§ **WORK TASK**
Return each entry below without any alteration.

___ MATERIAL SUPPLIED

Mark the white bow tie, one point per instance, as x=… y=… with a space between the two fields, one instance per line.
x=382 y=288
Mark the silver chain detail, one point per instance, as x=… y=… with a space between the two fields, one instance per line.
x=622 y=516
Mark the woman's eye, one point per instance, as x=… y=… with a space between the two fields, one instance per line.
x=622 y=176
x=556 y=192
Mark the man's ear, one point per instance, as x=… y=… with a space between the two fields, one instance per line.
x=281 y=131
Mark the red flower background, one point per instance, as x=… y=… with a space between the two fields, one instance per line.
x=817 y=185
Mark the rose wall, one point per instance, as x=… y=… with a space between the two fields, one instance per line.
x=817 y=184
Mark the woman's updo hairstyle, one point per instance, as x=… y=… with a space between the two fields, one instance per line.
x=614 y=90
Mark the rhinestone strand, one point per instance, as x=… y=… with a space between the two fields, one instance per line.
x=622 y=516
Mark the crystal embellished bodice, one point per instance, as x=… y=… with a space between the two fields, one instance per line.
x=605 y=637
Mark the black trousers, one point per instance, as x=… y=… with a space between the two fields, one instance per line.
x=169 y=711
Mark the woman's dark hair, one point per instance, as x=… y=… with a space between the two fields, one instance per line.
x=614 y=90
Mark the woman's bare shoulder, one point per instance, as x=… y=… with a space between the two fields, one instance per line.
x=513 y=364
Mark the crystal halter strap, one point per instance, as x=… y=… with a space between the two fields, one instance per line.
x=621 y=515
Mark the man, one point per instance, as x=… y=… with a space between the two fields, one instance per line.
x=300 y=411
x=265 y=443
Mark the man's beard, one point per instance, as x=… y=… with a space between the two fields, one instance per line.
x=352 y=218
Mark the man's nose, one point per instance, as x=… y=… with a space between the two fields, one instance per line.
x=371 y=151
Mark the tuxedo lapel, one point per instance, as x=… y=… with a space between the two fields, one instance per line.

______

§ **SOLVED EXERCISE**
Mark the white bow tie, one point per instance, as x=… y=… with a space between the two fields, one instance per line.
x=382 y=288
Mark the silver chain detail, one point per instance, as x=… y=… with a space between the two fields, one instance per line.
x=622 y=516
Mark the woman's eye, one point per instance, as x=… y=… with a space between the two fields, one instance per line.
x=622 y=176
x=556 y=192
Mark the man's ear, one point per instance, as x=… y=… with a space between the two fields, one instance per line.
x=281 y=131
Mark the red flower background, one point per instance, as x=… y=… with a space between the two fields, one instance per line.
x=817 y=185
Mark the rose wall, one point per instance, as x=… y=… with a space between the two fields, one instance per line.
x=817 y=184
Mark the woman's updo hairstyle, one point per instance, as x=… y=… with a space between the two fields, one instance per line.
x=614 y=90
Mark the rhinestone strand, one point per instance, as x=… y=… with a space between the two fields, one instance per line.
x=622 y=516
Mark the crystal embellished bodice, one point per instance, as x=… y=… with a space between the two fields, one instance per line.
x=605 y=637
Mark the black trousers, one point per instance, as x=… y=… with a space between the two fields, one instance per line.
x=169 y=711
Mark the woman's dark hair, one point per instance, as x=… y=… with a space between the two fields, one instance per line.
x=614 y=90
Mark the woman's bare shoulder, one point per instance, as x=… y=… with a space between the two fields, one instance per line.
x=513 y=364
Mark the crystal halter strap, one point per instance, as x=… y=… with a space between the two fields, one instance per line.
x=621 y=515
Mark the man, one point per instance, as x=… y=… with a space between the two fields, one instance per line.
x=300 y=411
x=265 y=443
Mark the man's beard, one point per instance, as x=… y=… with a space between the two fields, one instance per line.
x=352 y=218
Mark the man's nose, one point per instance, as x=… y=… with a space between the two fields, one instance per line.
x=371 y=151
Mark the tuxedo lapel, one point per instance, as x=… y=… with a space between the two fields, one instance per line.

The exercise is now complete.